GoC was invited to Elstree Studios in London for the Masters of the Universe set visit, to the room where the people actually building Eternia were working. I flew out, walked the soundstages, sat with the producer, the production designer, the props master, and the costume designer, and then took the trip home knowing I was sitting on a year of coverage.
What follows is everything we learned on the Masters of the Universe set visit, paired with what Travis Knight told a small group of us at the Amazon MGM early press experience in Las Vegas this April. No spoilers. No film verdict. Just the room.
Quick answer: The Masters of the Universe set visit took place in May 2025 at Elstree and Borehamwood, the same UK lot that housed Star Wars and Indiana Jones. Travis Knight directed. Production designer Guy Hendrix Dyas (Inception, Superman Returns) built Eternia from sketch to soundstage.
The film hits theaters on June 5, 2026.
Travis Knight’s vision for Masters of the Universe

Travis Knight’s pitch is simple. Be faithful to the toys, the comics, and the Filmation cartoon, then film it like it deserves to exist.
“Whenever we were at some kind of crossroads, we just go back to the source,” Knight said during the Vegas roundtable. “There are a lot of nods. The color palette. Actually, when Adam transforms for the first time, we see the spirit of Grayskull right behind him. It’s kind of a blink-and-you-miss-it moment, but it’s there. I think that level of devotion to the original source material is something you’ll find all throughout the whole movie.”
Knight is 46. Castle Grayskull was, in his words, “The greatest kid Christmas gift I ever received.” He compared it to the Red Ryder BB gun from A Christmas Story. Every conversation he had with department heads pulled back to that frame. Find what made this special. Do not be embarrassed by it.
He was direct about the 1987 Cannon Films live-action movie.
“As a kid, what disappointed me about that movie was that it was not my He-Man,” Knight said. “That was not the thing I loved. It’s an incredibly entertaining film, and I have a lot of affection for it. But there was not a blueprint to adopt or avoid for me as far as that was concerned. I always go back to the source.”
On set, that source-first instinct showed up in moments his department heads kept circling back to. The day Nicholas Galitzine recited the He-Man incantation for the first time, Knight said he had chills.
Galitzine, in the trio roundtable, told us he chose to walk in cold: “I didn’t want to have something so prepared in my mind. I wanted it to feel free from my core and my gut.”
That is the through-line. Knight cast actors who could do action, comedy, and emotional weight in the same scene. Then he built a band around them. Camila Mendes opposite Galitzine. Idris Elba as Duncan. Jared Leto as Skeletor. Morena Baccarin as the Sorceress, cast in part because, as Knight put it, “I wanted to make sure that Morena and Cami look like they could possibly be related, and they do.”
The Eternia Guy Hendrix Dyas built

Production designer Guy Hendrix Dyas opened his sketchbook for us in the design office on day 66 of shooting.
Dyas is a quiet flex of a hire. His credits include Inception, Superman Returns, and Elizabeth: The Golden Age. He is also, as he told the room, one of the kids who actually grew up watching Masters of the Universe in the UK.

[DATASET]:
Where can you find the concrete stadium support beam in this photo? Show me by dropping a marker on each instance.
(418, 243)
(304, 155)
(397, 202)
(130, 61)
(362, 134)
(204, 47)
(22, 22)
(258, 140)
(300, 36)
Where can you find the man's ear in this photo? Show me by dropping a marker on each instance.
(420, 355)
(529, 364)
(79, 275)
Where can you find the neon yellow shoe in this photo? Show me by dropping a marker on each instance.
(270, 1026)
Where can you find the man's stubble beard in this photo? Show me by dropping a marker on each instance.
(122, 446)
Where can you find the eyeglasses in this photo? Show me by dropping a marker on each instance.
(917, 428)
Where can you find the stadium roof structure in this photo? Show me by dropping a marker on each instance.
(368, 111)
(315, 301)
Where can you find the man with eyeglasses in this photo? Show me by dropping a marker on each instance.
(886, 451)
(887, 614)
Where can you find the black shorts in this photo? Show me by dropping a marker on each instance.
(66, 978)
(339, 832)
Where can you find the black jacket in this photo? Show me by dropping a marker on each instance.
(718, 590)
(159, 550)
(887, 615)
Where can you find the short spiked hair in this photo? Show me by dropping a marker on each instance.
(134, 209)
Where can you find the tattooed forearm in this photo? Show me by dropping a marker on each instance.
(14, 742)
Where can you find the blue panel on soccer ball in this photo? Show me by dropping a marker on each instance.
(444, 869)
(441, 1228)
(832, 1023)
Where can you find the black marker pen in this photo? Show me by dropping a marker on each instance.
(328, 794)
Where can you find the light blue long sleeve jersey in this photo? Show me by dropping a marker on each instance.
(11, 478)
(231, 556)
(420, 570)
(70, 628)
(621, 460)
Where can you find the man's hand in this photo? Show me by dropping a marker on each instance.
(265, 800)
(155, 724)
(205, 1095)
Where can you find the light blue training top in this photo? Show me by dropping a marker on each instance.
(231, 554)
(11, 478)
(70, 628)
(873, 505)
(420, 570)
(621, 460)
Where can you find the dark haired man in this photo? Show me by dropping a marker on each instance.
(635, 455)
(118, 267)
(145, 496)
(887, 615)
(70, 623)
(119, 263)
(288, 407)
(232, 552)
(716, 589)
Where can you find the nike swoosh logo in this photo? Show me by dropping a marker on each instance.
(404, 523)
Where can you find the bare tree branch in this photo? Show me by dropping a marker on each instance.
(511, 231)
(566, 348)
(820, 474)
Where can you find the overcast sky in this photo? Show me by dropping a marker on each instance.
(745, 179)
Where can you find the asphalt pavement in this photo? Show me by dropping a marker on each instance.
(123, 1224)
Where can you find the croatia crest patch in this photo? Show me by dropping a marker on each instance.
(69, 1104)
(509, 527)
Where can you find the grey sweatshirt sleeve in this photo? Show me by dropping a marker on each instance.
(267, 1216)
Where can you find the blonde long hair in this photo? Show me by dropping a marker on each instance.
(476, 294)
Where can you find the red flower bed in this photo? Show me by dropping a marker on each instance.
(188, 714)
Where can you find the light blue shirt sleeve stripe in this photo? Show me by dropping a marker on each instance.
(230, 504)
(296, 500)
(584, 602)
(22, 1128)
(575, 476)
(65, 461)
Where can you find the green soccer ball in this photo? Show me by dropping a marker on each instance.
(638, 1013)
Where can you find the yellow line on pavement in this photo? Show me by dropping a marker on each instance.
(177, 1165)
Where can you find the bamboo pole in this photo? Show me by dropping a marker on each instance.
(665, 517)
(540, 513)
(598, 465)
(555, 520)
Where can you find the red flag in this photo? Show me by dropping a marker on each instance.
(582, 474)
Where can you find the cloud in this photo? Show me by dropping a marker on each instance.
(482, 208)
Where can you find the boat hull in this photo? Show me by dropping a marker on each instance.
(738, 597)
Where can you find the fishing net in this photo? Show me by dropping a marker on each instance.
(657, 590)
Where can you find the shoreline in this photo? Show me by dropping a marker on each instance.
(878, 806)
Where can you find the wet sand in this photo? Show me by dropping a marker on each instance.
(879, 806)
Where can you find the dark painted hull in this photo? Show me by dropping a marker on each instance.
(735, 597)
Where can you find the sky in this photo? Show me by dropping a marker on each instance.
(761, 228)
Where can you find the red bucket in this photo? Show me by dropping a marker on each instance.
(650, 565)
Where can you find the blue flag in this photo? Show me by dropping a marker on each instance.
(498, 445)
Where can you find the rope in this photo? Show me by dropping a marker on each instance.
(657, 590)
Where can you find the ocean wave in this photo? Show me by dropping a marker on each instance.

[STATED PROBLEM]:
Copy the set visit article word for word, everything from "What follows is" down to "deserves to exist.".

[RESPONSE]:
What follows is everything we learned on the Masters of the Universe set visit, paired with what Travis Knight told a small group of us at the Amazon MGM early press experience in Las Vegas this April. No spoilers. No film verdict. Just the room.
Quick answer: The Masters of the Universe set visit took place in May 2025 at Elstree and Borehamwood, the same UK lot that housed Star Wars and Indiana Jones. Travis Knight directed. Production designer Guy Hendrix Dyas (Inception, Superman Returns) built Eternia from sketch to soundstage.
The film hits theaters on June 5, 2026.
Travis Knight’s vision for Masters of the Universe

Travis Knight’s pitch is simple. Be faithful to the toys, the comics, and the Filmation cartoon, then film it like it deserves to exist.